### WRITTEN TASK 1
Answer these questions about the text on Queen Victoria's mother-in-law:
(a) What was the casket holding her remains shaped like?
(b) Where were her remains finally laid to rest?
(c) What did the men disguised as burglars do to the owner, his wife and his household before opening the case?

### TEXT EXCERPT
>> Start

HAUNTED BY HER MUMMY
The Story of the Corpse of Queen Victoria’s Mother-in-Law
Queen Victoria’s mother-in-law is the only princess of the blood in modern times whose corpse may be said to have constituted a piece of drawing-room furniture for ten or 15 years after her death. Preserved in the form of a mummy, her dead body was dragged about over Europe. The casket in which the embalmed remains were contained was fashioned like a grand piano. It was always kept locked, although it occupied the most prominent place in the drawing-room of the sorrowing widower. The remains of the unfortunate lady were not finally laid to rest in the ducal vault at Gotha, beside her ancestors, until the house in which her husband resided had been broken into at night by men disguised as burglars, who, after chloroforming the owner, his wife and the members of his household, burst open the piano case and carried off its contents, the corpse of the once exquisitely beautiful reigning Duchess of Saxe-Coburg and Gotha.

>> End

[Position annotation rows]
>> Start

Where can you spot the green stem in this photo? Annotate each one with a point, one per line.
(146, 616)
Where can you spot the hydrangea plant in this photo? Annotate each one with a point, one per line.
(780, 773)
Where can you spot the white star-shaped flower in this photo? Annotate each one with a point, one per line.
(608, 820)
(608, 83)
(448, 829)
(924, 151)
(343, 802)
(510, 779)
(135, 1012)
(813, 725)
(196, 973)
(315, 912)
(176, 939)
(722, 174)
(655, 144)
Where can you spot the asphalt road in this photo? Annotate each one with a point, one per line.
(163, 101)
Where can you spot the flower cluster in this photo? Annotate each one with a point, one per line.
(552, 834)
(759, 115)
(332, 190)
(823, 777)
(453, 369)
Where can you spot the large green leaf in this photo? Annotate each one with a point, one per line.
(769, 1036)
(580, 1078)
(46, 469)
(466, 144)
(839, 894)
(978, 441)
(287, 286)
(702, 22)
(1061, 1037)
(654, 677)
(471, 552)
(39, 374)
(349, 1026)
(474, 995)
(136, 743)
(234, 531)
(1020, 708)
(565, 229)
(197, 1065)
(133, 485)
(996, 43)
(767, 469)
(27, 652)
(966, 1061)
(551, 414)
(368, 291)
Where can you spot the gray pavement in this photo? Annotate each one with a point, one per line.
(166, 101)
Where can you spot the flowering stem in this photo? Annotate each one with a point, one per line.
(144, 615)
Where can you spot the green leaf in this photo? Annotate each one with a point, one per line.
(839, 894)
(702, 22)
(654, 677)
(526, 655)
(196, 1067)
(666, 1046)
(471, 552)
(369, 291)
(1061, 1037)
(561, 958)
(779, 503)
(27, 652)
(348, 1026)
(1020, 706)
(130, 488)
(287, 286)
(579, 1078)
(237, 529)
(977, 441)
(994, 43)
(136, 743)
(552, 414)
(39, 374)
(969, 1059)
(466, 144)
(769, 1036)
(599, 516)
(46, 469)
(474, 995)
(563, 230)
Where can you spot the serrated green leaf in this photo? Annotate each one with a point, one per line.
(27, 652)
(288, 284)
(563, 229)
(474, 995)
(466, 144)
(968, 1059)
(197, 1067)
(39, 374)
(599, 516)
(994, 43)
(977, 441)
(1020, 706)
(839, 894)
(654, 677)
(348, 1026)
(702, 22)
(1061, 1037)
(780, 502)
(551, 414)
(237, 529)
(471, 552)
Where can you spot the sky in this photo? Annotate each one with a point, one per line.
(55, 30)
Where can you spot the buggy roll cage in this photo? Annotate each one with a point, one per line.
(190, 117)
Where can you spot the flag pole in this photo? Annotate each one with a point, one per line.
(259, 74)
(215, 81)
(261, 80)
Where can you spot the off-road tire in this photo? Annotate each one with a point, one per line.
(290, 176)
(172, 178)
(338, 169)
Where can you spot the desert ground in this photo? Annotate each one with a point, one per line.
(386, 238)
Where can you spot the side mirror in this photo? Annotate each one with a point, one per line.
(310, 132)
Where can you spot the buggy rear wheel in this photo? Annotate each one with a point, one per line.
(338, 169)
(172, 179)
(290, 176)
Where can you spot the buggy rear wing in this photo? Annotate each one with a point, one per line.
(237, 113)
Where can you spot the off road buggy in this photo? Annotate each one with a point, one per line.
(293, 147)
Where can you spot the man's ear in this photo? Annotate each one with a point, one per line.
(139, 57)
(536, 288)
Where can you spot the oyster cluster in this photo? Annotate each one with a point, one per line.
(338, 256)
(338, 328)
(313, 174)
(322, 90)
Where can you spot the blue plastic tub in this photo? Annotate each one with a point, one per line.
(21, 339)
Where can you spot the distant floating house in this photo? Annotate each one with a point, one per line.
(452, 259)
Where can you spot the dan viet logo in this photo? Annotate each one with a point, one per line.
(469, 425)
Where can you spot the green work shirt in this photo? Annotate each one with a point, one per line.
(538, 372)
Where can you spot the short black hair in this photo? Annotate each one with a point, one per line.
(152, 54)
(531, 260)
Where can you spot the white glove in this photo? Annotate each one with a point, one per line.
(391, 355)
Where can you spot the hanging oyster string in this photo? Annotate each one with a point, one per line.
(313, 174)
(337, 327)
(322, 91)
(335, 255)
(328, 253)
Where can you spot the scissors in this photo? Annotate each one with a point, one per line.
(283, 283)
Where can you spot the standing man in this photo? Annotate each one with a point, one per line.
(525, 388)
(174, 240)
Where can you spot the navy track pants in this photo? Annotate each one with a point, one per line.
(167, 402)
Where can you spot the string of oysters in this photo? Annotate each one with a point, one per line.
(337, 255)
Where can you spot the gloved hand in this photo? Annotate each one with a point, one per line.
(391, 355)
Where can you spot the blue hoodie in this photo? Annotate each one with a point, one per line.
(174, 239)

>> End

### WRITTEN TASK 2
Find every row that contains the word "rear" and copy each of those rows. Case counts.

### TASK SOLUTION 1
(a) A grand piano.
(b) In the ducal vault at Gotha, beside her ancestors.
(c) They chloroformed them.

### TASK SOLUTION 2
Where can you spot the buggy rear wheel in this photo? Annotate each one with a point, one per line.
Where can you spot the buggy rear wing in this photo? Annotate each one with a point, one per line.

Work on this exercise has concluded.